This story idea came from BusinessWeek reader Andrew Rinehart, a first-year MBA student at Wake Forest Schools of Business. He is a veteran of Operation Iraqi Freedom and one of two first-year students at the school who are veterans.
Stacy Poindexter Owen, dean of admissions at the Wake Forest Schools of Business (Wake Forest MBA Profile), has been on a mission for the last decade to get more applicants with a military background to apply to her school. When the Graduate Management Admissions Council (GMAC) launched Operation MBA in 2005, Wake Forest was one of the first schools to sign up for the program, which deems a school military-friendly if it offers scholarships and deferment flexibility to military candidates. Owen also recently hired a former lieutenant colonel for a job on her admissions team; his primary responsibility is to develop a formal military recruiting program for the school.
But perhaps her biggest opportunity yet to recruit veterans came this summer when the school decided to participate in the Yellow Ribbon program, an initiative created by the Post-9/11 Veterans Educational Assistance Act of 2008. Under the program, the federal government matches, dollar for dollar, any financial aid that participating schools commit, essentially providing eligible student veterans with free or reduced-cost tuition. It's designed to make out-of-state public colleges, private institutions, and graduate programs more affordable for veterans.
More than 1,100 colleges and universities signed up with the Veteran Affairs Dept. for the Yellow Ribbon initiative, which involves some 3,400 schools and programs within those institutions. While the VA is still compiling data from all the schools on how many veterans have enrolled, it is pleased with the institutions’ response, says Keith Wilson, the VA's education service director. In addition to undergraduate programs, law, business, medical, and other professional schools are participating. The Post-9/11 bill, which was signed into law on June 30, is expected to cost about $62 billion over 10 years.

◆ ◆ ◆ ◆ ◆ ◆ ◆

◆ TRY IT ◆
In the article on recruiting veterans to business school, what is the Post-9/11 bill expected to cost over 10 years?

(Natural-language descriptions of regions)
◆ ◆ ◆ ◆ ◆ ◆ ◆

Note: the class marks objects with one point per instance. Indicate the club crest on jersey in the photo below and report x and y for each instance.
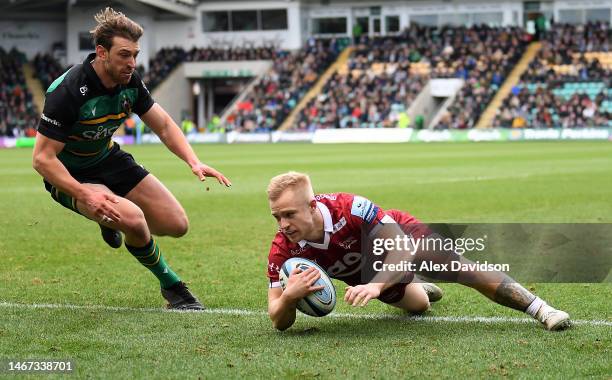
(297, 251)
(338, 226)
(126, 105)
(364, 209)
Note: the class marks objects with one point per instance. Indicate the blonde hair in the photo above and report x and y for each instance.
(290, 180)
(114, 24)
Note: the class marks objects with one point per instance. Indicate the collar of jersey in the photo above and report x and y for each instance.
(328, 227)
(91, 74)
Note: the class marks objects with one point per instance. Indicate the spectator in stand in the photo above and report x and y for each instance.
(560, 61)
(17, 112)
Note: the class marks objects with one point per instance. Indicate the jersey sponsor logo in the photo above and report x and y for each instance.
(101, 133)
(387, 220)
(126, 105)
(338, 226)
(349, 264)
(364, 209)
(298, 251)
(371, 214)
(51, 121)
(348, 242)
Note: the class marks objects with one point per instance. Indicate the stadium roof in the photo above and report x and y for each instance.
(56, 9)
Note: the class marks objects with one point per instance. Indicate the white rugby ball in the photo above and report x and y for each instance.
(319, 303)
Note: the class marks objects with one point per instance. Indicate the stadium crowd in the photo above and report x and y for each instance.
(18, 116)
(166, 59)
(566, 85)
(47, 69)
(384, 75)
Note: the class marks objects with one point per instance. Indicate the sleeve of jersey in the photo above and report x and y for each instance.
(276, 258)
(364, 212)
(144, 101)
(58, 115)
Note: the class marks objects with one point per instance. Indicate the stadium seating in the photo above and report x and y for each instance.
(384, 76)
(567, 85)
(279, 91)
(47, 69)
(18, 116)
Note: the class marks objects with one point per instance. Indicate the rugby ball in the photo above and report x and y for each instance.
(316, 304)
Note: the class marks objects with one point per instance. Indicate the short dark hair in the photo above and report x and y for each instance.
(112, 24)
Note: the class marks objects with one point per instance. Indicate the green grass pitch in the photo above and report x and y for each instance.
(52, 256)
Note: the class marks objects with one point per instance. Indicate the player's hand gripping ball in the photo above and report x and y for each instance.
(318, 303)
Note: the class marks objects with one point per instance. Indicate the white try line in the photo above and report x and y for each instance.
(244, 312)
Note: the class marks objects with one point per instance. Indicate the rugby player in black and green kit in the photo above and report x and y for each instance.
(85, 171)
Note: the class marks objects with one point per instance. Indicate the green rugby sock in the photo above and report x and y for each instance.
(151, 257)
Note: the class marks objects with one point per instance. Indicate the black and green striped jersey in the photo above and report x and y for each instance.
(82, 113)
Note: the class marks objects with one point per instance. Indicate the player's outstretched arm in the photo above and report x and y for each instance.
(46, 163)
(171, 135)
(282, 304)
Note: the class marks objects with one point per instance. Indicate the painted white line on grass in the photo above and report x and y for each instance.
(379, 316)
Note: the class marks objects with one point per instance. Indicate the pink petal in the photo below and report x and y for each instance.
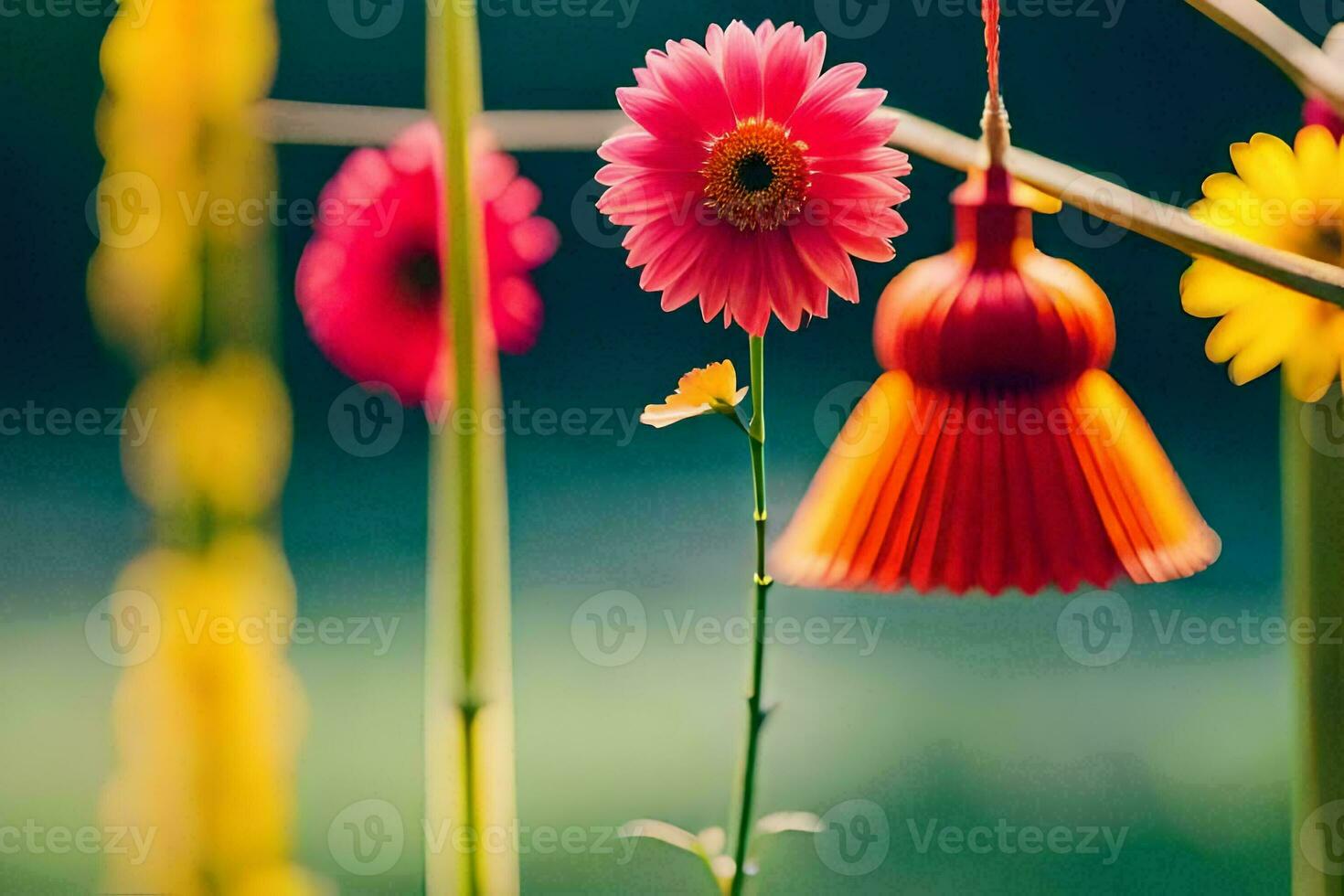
(869, 248)
(829, 89)
(645, 151)
(659, 114)
(689, 78)
(791, 68)
(742, 71)
(824, 257)
(882, 160)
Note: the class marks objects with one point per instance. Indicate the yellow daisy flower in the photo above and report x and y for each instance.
(706, 389)
(1289, 197)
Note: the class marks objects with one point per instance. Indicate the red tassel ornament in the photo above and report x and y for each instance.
(997, 452)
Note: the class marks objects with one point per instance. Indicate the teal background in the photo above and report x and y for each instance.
(968, 712)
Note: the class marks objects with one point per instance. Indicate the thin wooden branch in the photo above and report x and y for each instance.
(1308, 66)
(286, 121)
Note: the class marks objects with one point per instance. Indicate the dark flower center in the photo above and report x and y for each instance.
(755, 177)
(420, 274)
(754, 172)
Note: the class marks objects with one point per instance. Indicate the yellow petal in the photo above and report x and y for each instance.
(706, 389)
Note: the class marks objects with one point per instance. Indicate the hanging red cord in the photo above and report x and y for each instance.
(991, 12)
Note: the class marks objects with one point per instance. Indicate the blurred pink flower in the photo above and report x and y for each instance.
(369, 280)
(750, 177)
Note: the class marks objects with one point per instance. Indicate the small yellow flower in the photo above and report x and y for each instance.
(709, 389)
(219, 434)
(1289, 197)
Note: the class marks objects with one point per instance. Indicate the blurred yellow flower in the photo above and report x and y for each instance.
(208, 721)
(175, 128)
(219, 434)
(1289, 197)
(706, 389)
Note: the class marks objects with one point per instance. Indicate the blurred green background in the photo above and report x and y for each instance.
(968, 712)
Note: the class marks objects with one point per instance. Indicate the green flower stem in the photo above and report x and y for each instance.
(1313, 584)
(763, 581)
(469, 744)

◆ ◆ ◆ ◆ ◆ ◆ ◆

◆ OUTPUT ◆
About $62 billion.